(Rows from a dataset)

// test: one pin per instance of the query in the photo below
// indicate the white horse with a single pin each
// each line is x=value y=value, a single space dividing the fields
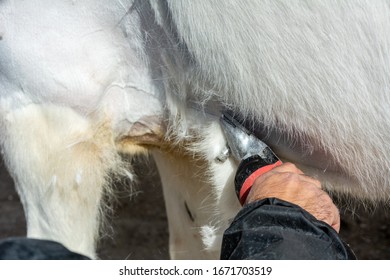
x=83 y=81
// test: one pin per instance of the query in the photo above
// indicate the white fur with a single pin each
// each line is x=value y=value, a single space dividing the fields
x=82 y=80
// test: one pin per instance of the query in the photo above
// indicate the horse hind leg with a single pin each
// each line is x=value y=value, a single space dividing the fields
x=60 y=162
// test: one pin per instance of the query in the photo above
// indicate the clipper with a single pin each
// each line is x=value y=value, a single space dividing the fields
x=255 y=157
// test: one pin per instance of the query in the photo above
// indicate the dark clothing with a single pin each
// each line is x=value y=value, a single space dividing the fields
x=35 y=249
x=269 y=229
x=272 y=229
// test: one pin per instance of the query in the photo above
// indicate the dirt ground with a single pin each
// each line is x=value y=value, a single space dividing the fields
x=139 y=227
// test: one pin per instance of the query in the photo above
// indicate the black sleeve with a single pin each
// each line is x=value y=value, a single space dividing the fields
x=272 y=229
x=35 y=249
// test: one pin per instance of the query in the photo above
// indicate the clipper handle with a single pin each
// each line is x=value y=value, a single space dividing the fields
x=250 y=169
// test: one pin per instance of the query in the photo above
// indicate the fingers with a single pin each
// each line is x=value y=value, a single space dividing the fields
x=287 y=182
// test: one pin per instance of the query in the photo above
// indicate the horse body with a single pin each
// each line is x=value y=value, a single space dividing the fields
x=82 y=82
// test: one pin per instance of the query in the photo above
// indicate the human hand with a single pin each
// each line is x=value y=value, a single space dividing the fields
x=288 y=183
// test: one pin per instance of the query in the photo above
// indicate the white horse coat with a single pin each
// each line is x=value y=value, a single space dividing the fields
x=82 y=81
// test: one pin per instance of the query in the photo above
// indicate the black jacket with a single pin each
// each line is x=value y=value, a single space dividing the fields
x=272 y=229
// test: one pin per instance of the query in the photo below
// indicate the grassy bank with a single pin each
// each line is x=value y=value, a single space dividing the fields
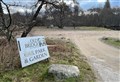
x=112 y=41
x=63 y=52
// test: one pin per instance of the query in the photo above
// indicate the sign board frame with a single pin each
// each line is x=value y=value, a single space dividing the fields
x=32 y=50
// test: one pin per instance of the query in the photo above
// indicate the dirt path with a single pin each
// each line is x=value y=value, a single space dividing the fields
x=103 y=58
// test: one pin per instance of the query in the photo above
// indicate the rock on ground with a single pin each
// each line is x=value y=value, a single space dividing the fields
x=61 y=71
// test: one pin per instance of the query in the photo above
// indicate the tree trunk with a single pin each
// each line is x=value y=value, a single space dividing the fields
x=32 y=22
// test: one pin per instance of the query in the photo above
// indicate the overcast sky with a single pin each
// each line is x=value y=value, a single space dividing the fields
x=84 y=4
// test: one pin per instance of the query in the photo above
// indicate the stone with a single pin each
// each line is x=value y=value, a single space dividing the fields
x=61 y=71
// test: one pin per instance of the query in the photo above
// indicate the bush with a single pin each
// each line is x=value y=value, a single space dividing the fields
x=9 y=56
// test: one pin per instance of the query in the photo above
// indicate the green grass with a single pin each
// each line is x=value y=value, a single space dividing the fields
x=112 y=41
x=64 y=52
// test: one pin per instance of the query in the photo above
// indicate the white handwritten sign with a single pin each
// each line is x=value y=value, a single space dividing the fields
x=32 y=50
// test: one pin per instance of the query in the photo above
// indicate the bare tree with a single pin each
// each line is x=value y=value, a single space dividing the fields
x=5 y=25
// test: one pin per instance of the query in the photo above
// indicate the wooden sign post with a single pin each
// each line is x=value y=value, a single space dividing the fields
x=32 y=50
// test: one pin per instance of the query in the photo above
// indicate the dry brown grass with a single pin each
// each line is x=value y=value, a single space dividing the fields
x=9 y=57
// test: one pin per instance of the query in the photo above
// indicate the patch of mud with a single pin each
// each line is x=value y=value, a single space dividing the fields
x=106 y=73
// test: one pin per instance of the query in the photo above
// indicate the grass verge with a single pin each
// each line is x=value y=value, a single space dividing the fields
x=112 y=41
x=64 y=52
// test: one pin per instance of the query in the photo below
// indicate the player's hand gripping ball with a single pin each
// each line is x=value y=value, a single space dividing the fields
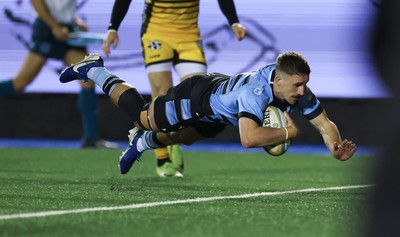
x=275 y=118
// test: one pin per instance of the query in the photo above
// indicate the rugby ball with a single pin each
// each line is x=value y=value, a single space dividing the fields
x=275 y=118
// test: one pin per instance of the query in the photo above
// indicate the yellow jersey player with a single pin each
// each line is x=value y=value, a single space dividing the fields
x=170 y=39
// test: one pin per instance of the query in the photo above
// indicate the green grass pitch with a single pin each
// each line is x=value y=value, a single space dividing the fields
x=43 y=180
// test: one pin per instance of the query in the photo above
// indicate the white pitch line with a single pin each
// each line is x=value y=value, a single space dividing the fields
x=164 y=203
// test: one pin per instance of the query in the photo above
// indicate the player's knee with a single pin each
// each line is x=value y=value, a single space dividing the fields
x=131 y=102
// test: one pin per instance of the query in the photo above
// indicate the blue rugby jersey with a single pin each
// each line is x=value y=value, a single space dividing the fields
x=248 y=95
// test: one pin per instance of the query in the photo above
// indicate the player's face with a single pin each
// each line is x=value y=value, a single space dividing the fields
x=290 y=87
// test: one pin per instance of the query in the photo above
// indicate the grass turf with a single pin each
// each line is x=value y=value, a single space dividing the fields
x=36 y=180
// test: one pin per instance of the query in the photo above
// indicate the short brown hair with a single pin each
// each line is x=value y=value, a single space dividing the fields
x=292 y=63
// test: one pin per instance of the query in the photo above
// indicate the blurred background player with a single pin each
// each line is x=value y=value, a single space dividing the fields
x=170 y=38
x=55 y=20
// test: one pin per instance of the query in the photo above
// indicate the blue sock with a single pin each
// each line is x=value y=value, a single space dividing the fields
x=100 y=76
x=6 y=88
x=87 y=103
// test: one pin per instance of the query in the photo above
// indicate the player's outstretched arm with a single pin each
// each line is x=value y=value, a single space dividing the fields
x=341 y=150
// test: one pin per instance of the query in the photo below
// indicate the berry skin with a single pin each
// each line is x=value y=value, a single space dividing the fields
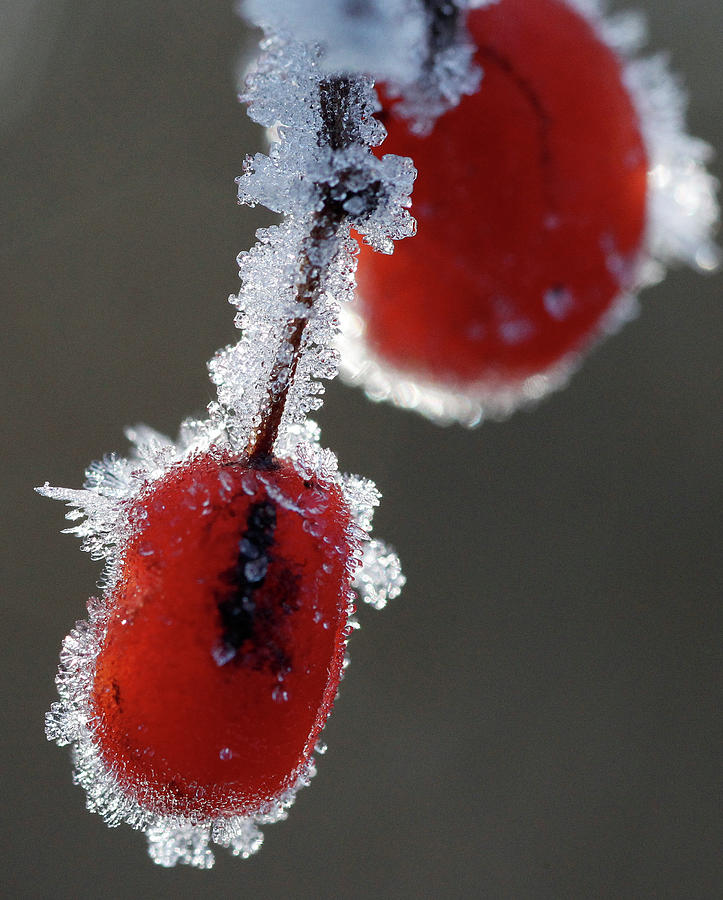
x=530 y=200
x=224 y=647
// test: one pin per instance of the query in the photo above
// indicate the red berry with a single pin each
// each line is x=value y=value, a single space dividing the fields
x=530 y=200
x=224 y=647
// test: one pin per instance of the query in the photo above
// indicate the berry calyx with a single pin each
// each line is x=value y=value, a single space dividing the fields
x=530 y=201
x=224 y=646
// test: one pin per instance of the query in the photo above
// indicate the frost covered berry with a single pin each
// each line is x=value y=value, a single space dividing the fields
x=530 y=200
x=224 y=645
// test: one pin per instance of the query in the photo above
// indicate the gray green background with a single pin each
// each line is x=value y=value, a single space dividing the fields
x=536 y=716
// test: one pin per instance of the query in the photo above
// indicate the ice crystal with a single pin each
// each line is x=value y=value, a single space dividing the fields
x=419 y=48
x=322 y=175
x=682 y=216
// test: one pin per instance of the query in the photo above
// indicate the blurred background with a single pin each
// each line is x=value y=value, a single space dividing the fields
x=536 y=715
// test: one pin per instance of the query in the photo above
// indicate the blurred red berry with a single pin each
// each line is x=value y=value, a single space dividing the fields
x=531 y=202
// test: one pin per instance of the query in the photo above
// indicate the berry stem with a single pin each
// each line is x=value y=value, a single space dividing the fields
x=442 y=27
x=319 y=251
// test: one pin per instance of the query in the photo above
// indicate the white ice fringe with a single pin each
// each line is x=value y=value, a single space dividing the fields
x=283 y=90
x=389 y=39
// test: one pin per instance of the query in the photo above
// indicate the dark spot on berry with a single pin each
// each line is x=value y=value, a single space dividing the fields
x=238 y=607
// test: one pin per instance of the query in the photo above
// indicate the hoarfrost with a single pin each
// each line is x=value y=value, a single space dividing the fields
x=419 y=48
x=323 y=176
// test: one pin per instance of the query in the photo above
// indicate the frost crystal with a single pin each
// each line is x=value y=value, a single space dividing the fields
x=322 y=175
x=419 y=48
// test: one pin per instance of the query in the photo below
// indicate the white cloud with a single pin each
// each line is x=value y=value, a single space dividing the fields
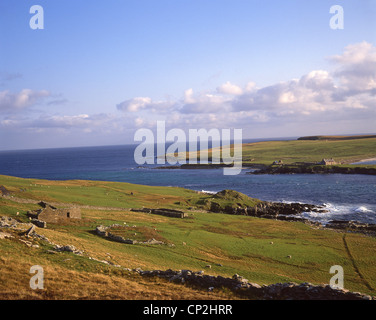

Exercise directions |
Express everything from the start of the data down to the line containing "x=139 y=227" as a two-column CSV with the columns text and pins, one row for each group of comment lines together with the coordinate lines under it. Quote every field, turn line breaks into spaces, and leave the pictures out.

Response below |
text,pins
"// test: one pin per instance of the query in the photo below // indicate the white horse with a single pin each // each line is x=value y=value, a single space dividing the fields","x=83 y=81"
"// test: one pin per instance of the query in the photo above // indicate the white fur with a single pin each // each line is x=value y=value, a single space dividing the fields","x=82 y=80"
"// test: one pin per instance of the query in the photo above // indicate the horse hind leg with a single pin each // each line is x=value y=value, a single space dividing the fields","x=60 y=162"
"// test: one pin per instance of the query in the photo above // indicate the clipper with a single pin each // each line is x=value y=value, a single space dividing the fields","x=255 y=157"
"// test: one pin per instance of the query in the photo above // indicate the dark clothing with a single pin each // each line is x=value y=value, a single space dividing the fields","x=35 y=249 x=269 y=229 x=272 y=229"
"// test: one pin per instance of the query in the photo above // indicate the dirt ground with a single pin each // each line is x=value y=value, a single space dividing the fields","x=139 y=227"